▶ WORKING DATA:
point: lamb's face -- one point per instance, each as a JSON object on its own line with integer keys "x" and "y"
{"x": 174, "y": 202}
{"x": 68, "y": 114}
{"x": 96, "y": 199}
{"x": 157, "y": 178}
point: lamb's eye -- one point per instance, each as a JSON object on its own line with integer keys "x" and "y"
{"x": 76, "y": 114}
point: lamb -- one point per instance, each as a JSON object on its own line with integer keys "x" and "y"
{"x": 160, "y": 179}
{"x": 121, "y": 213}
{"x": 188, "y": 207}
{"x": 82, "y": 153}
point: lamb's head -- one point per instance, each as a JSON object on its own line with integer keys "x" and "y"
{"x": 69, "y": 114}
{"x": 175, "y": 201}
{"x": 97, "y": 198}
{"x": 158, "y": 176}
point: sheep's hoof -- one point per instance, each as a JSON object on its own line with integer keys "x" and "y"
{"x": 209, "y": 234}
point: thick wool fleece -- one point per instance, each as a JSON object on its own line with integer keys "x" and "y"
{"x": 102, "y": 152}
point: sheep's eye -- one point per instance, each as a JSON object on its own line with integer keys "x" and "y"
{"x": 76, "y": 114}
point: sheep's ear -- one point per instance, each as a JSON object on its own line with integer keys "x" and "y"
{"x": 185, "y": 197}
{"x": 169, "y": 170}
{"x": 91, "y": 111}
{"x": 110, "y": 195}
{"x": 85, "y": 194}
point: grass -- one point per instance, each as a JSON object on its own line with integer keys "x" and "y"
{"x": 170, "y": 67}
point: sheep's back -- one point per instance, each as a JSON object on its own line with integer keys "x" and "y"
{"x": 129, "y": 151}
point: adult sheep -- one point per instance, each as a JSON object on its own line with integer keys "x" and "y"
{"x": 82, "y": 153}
...
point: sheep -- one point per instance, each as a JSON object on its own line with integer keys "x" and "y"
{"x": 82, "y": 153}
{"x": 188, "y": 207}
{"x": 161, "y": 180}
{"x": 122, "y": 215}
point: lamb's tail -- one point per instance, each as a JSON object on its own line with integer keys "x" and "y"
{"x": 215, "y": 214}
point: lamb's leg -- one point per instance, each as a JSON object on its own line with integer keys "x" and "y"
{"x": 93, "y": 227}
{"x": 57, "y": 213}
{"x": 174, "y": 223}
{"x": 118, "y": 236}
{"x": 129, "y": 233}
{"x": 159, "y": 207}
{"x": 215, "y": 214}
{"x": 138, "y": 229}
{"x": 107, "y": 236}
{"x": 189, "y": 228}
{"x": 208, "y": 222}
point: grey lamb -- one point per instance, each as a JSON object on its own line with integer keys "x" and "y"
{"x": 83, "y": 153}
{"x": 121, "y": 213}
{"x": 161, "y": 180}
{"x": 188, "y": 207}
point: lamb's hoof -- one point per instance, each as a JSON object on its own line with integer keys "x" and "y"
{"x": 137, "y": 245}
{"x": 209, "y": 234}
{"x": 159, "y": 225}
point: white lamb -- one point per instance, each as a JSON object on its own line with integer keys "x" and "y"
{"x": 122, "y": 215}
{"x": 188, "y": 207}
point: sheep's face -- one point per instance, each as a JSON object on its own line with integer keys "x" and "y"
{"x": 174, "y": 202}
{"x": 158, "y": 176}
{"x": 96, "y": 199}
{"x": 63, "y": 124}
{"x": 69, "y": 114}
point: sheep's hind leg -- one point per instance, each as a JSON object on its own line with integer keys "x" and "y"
--
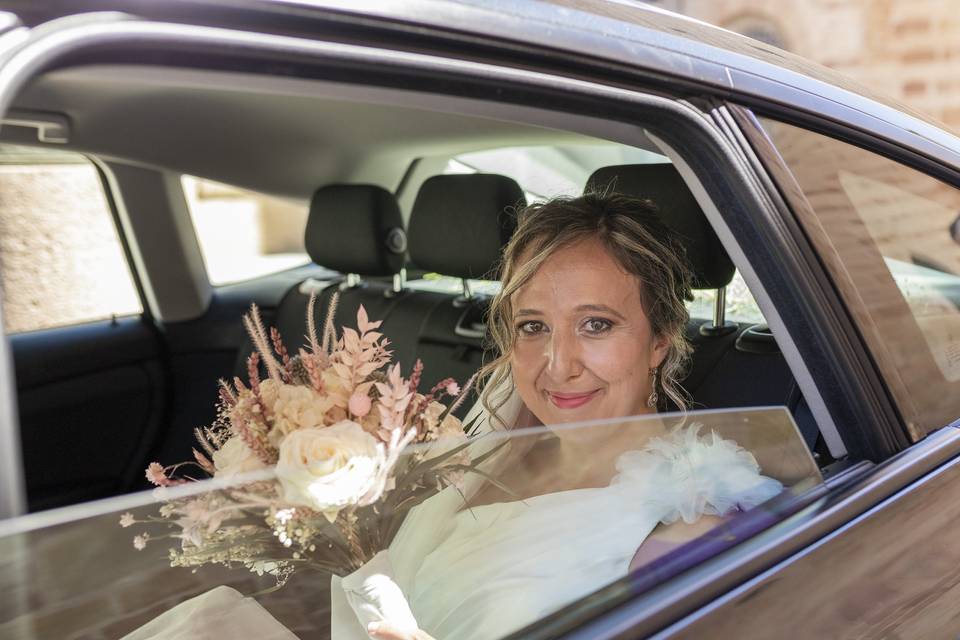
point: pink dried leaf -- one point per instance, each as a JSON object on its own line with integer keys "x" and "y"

▶ HOW TO COMPLETE THIS TASK: All lines in the listing above from the line containing "point: lamb's hoof" to the line containing "point: sheep's hind", inclusive, should be retyped exactly; no other lines should appear.

▶ EXERCISE SOLUTION:
point: lamb's hoof -- one point per instance, each as a JSON object on its own line with integer keys "x" and "y"
{"x": 137, "y": 245}
{"x": 209, "y": 234}
{"x": 159, "y": 225}
point: white lamb -- one point per instance, each as a JSON object on its own line with integer keys "x" and "y"
{"x": 122, "y": 215}
{"x": 188, "y": 207}
point: sheep's face -- one point per instance, each as a JSON object on its own line with integer keys "x" and "y"
{"x": 174, "y": 202}
{"x": 158, "y": 176}
{"x": 96, "y": 199}
{"x": 63, "y": 124}
{"x": 69, "y": 114}
point: sheep's hind leg -- one point per instance, each as a JSON object on its own line with integer keys "x" and "y"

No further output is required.